## Tarefas e exercícios
1/ Indique se cada afirmação abaixo está de acordo com o texto sobre os preços de combustíveis da Petrobras, respondendo sim ou não e citando literalmente as palavras do texto que decidem a questão.
(a) O PPI foi implementado em 2016, durante o governo Michel Temer.
(b) Jair Bolsonaro encerrou a política de preços adotada pela Petrobras.
(c) Lula defende que os preços dos combustíveis sigam o mercado internacional.
2/ Extraia sem alterações o trecho do texto sobre os preços de combustíveis da Petrobras que vai de "O chamado PPI" até "Petrobras Pedro Parente.", com esses dois trechos incluídos.

::: Página

Futuro da política de preços de combustíveis da Petrobras divide pré-candidatos
08 fevereiro 2022
A política da Petrobras para os preços de combustíveis — cujos aumentos sucessivos têm se refletido no bolso dos motoristas e na inflação— divide os pré-candidatos à Presidência e deve estar em debate até o pleito de outubro.
O chamado PPI (Preço de Paridade de Importação) foi implementado em 2016, durante o governo Michel Temer (MDB) e na gestão do ex-presidente da Petrobras Pedro Parente.
A política foi mantida por Jair Bolsonaro (PL), e o atual presidente da empresa, Joaquim Silva e Luna, defendeu recentemente que a petroleira tem de praticar os preços de mercado e não pode fazer política pública.
Líder nas pesquisas, o ex-presidente Lula (PT) tem opinião oposta. Ele vem afirmando que não existe razão para que os preços dos combustíveis sejam internacionalizados.
Na quinta-feira (3), em entrevista a uma rádio do Paraná, o petista reafirmou que pretende acabar com a política que obriga a petroleira a repassar os reajustes de acordo com o mercado internacional.

::::::
::: Material coletado

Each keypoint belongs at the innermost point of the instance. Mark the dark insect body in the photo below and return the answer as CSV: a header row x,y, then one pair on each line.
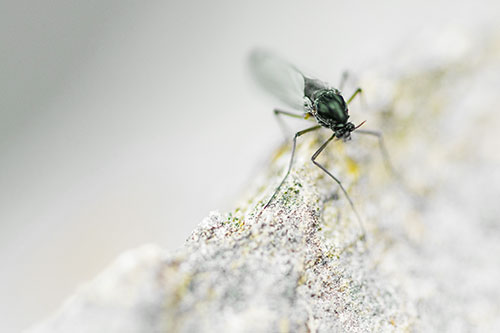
x,y
314,98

::::::

## Exercício resolvido
1/
(a) Sim: "O chamado PPI (Preço de Paridade de Importação) foi implementado em 2016, durante o governo Michel Temer (MDB)".
(b) Não: "A política foi mantida por Jair Bolsonaro (PL)".
(c) Não: "não existe razão para que os preços dos combustíveis sejam internacionalizados".

2/
O chamado PPI (Preço de Paridade de Importação) foi implementado em 2016, durante o governo Michel Temer (MDB) e na gestão do ex-presidente da Petrobras Pedro Parente.